What is required: One number is the whole answer: the tally of lines in the records that include the word "ceiling".
• • • • •
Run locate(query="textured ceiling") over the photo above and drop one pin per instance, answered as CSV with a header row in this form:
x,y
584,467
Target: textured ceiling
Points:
• • • • •
Result: 2